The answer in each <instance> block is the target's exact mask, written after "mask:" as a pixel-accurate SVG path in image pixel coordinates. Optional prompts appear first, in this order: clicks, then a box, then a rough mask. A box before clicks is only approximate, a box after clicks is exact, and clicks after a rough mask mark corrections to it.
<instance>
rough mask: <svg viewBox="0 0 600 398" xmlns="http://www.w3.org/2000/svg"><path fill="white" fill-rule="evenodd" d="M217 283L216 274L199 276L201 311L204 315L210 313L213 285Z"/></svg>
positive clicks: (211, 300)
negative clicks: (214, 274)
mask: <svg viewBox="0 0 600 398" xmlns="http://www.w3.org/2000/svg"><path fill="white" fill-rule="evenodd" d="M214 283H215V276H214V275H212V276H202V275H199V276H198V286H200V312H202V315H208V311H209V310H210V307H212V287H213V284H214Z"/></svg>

# # # # #

» Exercise details
Your task is to retype the complete material exactly as it was given.

» Solved exercise
The answer in each <instance> block is the target's exact mask, written after "mask:" as a pixel-accurate SVG path in image pixel coordinates. Optional prompts appear first, in this order: clicks, then a box, then a rough mask. A box before clicks is only approximate, a box after clicks is exact, and clicks after a rough mask mark corrections to it.
<instance>
rough mask: <svg viewBox="0 0 600 398" xmlns="http://www.w3.org/2000/svg"><path fill="white" fill-rule="evenodd" d="M217 283L216 274L199 276L201 311L204 315L210 313L213 285Z"/></svg>
positive clicks: (211, 300)
negative clicks: (214, 274)
mask: <svg viewBox="0 0 600 398" xmlns="http://www.w3.org/2000/svg"><path fill="white" fill-rule="evenodd" d="M214 283H215V276H214V275H212V276H202V275H199V276H198V286H200V312H202V315H208V311H209V310H210V307H212V287H213V284H214Z"/></svg>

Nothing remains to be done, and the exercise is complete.